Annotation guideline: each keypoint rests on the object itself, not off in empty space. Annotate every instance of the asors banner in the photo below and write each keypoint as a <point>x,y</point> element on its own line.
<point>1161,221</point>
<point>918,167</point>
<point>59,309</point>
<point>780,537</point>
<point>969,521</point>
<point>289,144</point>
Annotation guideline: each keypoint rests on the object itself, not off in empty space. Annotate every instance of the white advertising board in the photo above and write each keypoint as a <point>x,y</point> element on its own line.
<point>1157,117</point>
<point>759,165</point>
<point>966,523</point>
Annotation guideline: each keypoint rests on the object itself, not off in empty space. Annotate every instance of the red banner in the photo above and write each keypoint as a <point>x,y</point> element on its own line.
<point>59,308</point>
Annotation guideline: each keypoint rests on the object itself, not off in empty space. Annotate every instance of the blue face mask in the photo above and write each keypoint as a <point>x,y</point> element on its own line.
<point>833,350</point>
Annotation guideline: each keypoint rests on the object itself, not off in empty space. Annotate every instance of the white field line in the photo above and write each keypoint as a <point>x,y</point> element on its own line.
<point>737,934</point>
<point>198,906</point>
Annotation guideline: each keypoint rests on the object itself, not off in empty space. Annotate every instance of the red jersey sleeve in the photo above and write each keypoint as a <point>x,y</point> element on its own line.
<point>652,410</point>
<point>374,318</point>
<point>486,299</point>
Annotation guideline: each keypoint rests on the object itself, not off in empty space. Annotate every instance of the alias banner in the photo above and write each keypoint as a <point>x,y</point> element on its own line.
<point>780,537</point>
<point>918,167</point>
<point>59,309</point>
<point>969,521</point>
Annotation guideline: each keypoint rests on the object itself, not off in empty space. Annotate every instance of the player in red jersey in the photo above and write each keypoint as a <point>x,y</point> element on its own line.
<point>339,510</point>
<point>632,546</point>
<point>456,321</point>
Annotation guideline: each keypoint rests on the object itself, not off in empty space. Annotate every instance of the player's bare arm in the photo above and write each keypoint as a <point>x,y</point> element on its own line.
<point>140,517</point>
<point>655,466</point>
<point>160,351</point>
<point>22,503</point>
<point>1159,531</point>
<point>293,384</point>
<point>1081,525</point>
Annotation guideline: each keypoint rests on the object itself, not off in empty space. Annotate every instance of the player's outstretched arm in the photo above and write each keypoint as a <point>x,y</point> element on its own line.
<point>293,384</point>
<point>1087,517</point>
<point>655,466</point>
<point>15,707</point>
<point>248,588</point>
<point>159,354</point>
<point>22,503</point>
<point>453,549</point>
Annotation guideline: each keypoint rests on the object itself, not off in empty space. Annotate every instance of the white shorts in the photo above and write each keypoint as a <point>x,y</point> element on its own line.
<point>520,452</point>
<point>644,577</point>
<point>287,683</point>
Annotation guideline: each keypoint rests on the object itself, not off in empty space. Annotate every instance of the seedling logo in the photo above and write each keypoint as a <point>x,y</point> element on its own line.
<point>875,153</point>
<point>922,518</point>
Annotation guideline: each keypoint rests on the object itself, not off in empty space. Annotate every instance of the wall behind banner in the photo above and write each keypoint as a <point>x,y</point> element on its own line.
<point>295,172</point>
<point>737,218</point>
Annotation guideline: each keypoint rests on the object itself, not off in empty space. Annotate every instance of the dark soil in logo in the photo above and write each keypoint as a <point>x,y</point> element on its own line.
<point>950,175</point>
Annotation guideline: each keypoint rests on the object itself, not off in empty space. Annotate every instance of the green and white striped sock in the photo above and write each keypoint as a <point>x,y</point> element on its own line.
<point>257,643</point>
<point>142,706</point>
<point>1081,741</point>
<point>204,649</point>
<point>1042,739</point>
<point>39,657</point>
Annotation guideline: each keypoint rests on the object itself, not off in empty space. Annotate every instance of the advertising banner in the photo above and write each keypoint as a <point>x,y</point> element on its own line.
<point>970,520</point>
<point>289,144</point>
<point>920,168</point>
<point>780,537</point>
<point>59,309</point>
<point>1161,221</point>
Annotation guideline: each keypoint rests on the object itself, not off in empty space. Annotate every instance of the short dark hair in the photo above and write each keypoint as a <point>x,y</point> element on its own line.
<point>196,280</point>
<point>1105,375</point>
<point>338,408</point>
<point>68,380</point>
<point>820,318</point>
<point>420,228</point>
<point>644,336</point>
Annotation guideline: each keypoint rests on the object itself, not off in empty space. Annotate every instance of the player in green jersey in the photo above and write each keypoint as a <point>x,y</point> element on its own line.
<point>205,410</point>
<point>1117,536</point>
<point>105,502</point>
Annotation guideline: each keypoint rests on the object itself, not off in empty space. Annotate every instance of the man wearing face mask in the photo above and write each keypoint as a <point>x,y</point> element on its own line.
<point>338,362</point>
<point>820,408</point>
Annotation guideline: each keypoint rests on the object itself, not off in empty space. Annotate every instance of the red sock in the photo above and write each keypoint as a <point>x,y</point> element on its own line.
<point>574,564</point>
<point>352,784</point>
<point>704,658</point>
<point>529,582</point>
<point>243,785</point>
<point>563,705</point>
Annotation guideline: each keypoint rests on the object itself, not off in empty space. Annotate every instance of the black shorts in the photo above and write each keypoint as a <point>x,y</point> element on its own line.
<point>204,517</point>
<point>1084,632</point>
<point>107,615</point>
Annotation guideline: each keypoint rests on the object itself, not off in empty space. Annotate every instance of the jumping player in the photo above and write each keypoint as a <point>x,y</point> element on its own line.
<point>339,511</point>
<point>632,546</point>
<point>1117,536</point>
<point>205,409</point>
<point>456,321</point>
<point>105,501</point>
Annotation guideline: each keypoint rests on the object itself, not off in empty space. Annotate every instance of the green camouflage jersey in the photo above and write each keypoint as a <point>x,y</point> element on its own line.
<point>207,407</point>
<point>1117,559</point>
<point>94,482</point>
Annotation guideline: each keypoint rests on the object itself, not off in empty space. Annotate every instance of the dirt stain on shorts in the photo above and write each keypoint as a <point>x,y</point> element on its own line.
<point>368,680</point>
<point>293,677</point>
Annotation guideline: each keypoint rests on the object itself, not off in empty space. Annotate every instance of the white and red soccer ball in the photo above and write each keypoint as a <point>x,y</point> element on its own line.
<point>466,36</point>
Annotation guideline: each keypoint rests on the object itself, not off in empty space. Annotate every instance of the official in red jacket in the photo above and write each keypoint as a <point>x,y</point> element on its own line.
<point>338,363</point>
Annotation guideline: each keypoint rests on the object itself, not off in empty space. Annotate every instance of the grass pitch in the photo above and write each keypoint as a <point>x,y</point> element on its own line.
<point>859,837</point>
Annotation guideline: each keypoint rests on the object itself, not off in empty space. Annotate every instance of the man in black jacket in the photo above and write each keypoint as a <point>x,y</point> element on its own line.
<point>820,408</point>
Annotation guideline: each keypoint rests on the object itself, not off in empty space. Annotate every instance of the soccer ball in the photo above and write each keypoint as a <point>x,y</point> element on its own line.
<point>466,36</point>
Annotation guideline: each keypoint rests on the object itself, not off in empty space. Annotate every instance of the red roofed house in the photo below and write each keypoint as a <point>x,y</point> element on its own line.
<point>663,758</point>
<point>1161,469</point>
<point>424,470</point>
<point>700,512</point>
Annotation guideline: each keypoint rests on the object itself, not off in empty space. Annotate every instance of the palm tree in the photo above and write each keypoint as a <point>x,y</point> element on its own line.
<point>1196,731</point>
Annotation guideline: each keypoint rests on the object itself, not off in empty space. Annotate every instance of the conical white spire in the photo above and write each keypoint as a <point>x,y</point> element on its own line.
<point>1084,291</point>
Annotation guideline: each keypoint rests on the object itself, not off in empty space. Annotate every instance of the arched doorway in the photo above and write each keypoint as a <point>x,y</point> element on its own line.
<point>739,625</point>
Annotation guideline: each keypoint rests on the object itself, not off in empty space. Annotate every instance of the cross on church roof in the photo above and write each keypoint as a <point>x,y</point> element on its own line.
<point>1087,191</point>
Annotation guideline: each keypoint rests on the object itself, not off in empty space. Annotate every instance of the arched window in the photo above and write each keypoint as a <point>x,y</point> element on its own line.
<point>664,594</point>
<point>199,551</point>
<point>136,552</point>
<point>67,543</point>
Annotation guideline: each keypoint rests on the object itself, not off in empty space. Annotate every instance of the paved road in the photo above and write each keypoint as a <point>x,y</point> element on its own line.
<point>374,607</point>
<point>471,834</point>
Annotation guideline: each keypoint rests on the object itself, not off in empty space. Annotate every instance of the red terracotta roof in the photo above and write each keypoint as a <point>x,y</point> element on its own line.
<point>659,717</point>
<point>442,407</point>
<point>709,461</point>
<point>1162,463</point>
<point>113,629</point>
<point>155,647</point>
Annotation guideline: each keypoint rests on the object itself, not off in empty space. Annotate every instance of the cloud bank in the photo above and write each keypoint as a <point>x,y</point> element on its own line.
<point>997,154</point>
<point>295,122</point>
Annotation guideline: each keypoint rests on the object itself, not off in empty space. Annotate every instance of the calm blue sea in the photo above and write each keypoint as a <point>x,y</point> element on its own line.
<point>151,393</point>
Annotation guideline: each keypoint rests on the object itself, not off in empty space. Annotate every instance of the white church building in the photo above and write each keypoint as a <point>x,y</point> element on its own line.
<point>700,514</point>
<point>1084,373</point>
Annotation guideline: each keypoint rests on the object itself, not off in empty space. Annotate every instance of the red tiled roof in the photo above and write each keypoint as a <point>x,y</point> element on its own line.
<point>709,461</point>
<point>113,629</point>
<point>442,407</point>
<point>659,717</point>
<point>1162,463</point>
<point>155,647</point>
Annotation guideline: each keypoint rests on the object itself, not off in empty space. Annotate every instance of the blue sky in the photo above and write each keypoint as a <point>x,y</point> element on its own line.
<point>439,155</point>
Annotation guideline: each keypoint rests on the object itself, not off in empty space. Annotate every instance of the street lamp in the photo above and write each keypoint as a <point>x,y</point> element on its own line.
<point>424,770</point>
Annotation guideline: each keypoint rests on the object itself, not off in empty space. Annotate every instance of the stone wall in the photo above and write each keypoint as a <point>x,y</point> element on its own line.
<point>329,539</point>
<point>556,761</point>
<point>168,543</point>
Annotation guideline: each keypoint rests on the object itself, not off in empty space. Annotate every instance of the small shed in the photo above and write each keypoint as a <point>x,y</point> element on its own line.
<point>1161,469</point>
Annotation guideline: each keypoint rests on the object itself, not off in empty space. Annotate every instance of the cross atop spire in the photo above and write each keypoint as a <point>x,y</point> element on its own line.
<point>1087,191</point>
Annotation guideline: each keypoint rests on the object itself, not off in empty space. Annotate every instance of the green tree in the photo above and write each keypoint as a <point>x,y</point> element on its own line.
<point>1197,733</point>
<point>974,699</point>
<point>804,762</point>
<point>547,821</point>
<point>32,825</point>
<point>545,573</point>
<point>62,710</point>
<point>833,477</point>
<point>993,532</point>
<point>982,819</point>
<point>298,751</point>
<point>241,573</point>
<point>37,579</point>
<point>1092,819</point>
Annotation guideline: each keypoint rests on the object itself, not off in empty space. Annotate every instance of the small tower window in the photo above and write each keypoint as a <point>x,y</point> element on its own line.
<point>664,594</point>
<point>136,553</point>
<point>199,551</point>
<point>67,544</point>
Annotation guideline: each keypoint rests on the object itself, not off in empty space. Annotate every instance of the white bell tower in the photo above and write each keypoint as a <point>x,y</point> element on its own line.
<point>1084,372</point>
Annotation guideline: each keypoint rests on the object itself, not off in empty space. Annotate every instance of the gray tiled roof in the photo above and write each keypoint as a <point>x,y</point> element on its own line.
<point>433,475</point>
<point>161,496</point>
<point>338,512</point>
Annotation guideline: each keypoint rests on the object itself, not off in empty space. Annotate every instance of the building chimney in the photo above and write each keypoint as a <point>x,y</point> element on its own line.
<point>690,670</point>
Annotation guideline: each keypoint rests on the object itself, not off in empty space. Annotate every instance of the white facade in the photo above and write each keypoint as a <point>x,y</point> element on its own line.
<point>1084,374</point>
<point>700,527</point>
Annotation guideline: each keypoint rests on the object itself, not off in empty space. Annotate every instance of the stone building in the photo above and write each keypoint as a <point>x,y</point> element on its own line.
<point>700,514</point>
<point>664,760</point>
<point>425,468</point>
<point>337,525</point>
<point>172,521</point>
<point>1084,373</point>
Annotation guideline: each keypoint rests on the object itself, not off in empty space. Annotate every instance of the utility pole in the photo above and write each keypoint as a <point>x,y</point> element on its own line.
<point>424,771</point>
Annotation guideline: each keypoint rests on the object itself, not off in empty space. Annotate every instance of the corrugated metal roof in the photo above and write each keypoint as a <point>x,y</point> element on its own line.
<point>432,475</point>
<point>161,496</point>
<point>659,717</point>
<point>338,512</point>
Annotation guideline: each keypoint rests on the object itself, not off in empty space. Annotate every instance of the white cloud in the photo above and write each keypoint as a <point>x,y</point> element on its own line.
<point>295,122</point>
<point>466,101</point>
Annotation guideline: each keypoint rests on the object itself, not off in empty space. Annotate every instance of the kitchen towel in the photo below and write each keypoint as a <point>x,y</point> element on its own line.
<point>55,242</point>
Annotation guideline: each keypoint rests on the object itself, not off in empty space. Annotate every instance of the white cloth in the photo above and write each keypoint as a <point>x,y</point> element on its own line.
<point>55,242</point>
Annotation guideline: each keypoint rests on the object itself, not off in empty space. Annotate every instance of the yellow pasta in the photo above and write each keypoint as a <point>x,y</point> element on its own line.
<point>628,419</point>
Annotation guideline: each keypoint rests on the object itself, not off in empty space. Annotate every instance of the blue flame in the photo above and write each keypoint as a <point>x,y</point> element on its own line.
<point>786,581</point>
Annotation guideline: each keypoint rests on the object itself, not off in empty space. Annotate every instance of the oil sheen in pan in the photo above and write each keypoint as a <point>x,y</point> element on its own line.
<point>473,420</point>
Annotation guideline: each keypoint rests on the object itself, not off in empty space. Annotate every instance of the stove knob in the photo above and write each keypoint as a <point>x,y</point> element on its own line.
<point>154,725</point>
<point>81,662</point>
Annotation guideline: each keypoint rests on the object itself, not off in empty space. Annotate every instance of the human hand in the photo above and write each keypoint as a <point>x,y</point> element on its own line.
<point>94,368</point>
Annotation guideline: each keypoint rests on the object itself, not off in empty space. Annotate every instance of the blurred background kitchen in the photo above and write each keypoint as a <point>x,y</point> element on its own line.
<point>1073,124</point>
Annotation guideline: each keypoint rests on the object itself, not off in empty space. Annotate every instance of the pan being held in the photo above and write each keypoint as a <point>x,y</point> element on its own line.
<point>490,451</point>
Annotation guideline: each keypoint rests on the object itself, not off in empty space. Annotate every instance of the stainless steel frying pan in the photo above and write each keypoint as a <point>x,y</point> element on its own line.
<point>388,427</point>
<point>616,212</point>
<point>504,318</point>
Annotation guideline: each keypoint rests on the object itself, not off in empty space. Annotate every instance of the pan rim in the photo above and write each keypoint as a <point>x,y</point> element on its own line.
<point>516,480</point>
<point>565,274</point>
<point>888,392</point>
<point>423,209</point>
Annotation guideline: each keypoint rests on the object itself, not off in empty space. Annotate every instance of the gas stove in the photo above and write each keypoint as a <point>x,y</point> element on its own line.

▬▬▬▬▬▬

▶ **What is asked**
Can you copy out the stretch of rows above, unchanged, from the line containing "of the conical" through the line containing "<point>67,543</point>", with both of those lines included?

▶ **Correct response**
Annotation guideline: each keypoint rests on the object itself, not off in empty space. Annotate every instance of the conical white spire in the photo above and write each keypoint as a <point>x,y</point> element on its own line.
<point>1084,291</point>
Annotation guideline: each keypoint rests on the object itself, not off in empty space. Annotate every instance of the arched doorway in the photo above and write each keypoint as a <point>x,y</point> element on its own line.
<point>739,625</point>
Annotation guideline: each keypoint rests on the object itself, not off in empty space. Annotate every instance of the cross on church roof in the photo above and write each keypoint as a <point>x,y</point> element on its own line.
<point>1087,191</point>
Annotation guideline: each keypoint rests on the object itself, not off in empty space. Annotate every instance of the arched window in the photo above and write each keypoint as a <point>x,y</point> element on its own line.
<point>664,594</point>
<point>199,551</point>
<point>136,552</point>
<point>67,543</point>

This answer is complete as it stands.